> **Task brief**:
Reproduce all of the material below verbatim, omitting the pictures from your output.

> **Task data**:

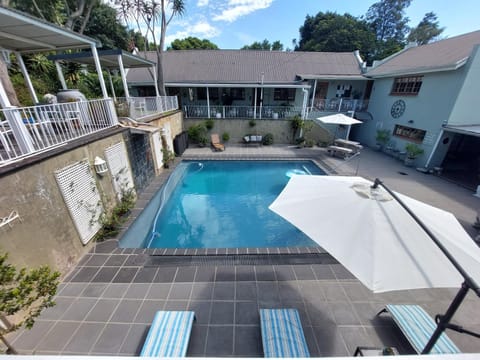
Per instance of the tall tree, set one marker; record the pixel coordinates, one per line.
(152, 15)
(427, 30)
(192, 43)
(388, 21)
(337, 33)
(264, 45)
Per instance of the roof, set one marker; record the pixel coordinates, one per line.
(443, 55)
(24, 33)
(248, 66)
(108, 59)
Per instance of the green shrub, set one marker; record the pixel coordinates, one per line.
(268, 139)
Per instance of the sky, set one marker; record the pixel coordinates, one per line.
(231, 24)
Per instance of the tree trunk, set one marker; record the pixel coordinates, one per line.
(7, 84)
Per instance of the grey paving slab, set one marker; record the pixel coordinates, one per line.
(84, 338)
(111, 339)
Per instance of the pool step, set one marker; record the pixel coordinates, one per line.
(240, 259)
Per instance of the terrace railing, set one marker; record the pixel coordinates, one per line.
(30, 130)
(140, 107)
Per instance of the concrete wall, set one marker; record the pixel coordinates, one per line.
(281, 130)
(46, 234)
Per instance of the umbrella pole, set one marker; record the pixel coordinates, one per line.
(468, 283)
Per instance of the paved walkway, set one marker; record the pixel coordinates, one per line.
(105, 306)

> **Task solution**:
Per instance of the tall tree, set one marker; record the pixel coordinates, one per line.
(152, 15)
(427, 30)
(192, 43)
(388, 21)
(337, 33)
(264, 45)
Per instance of the roof, set one marker; record the pixel coordinates, one per line.
(443, 55)
(24, 33)
(248, 66)
(108, 59)
Per instance of the green shrub, set one marker; record the pixel coordinates, one per line.
(268, 139)
Per instance of the sky, set one marker; record the pixel coordinates, one per line.
(231, 24)
Per instance of the tree trunk, set one marker; record the pixel coordinates, one per line.
(7, 84)
Per instance of the grey paving slab, set one marker; record the pixel coordinates, one per line.
(84, 338)
(111, 339)
Per instance of the pool step, set one marker; record the pixel coordinates, one per line.
(240, 259)
Per instance of the terrace railing, set one marker; record the pixel coordinates, one per line.
(30, 130)
(140, 107)
Per instance of the concrete wall, set one marker; record the pixel coordinates, one per line.
(281, 130)
(46, 234)
Per instance of the umbrella pole, set one marker; record the pixel coordinates, one per line.
(468, 283)
Per instance of the paved walkway, set one marker; record the pixel coordinates, one per line.
(105, 306)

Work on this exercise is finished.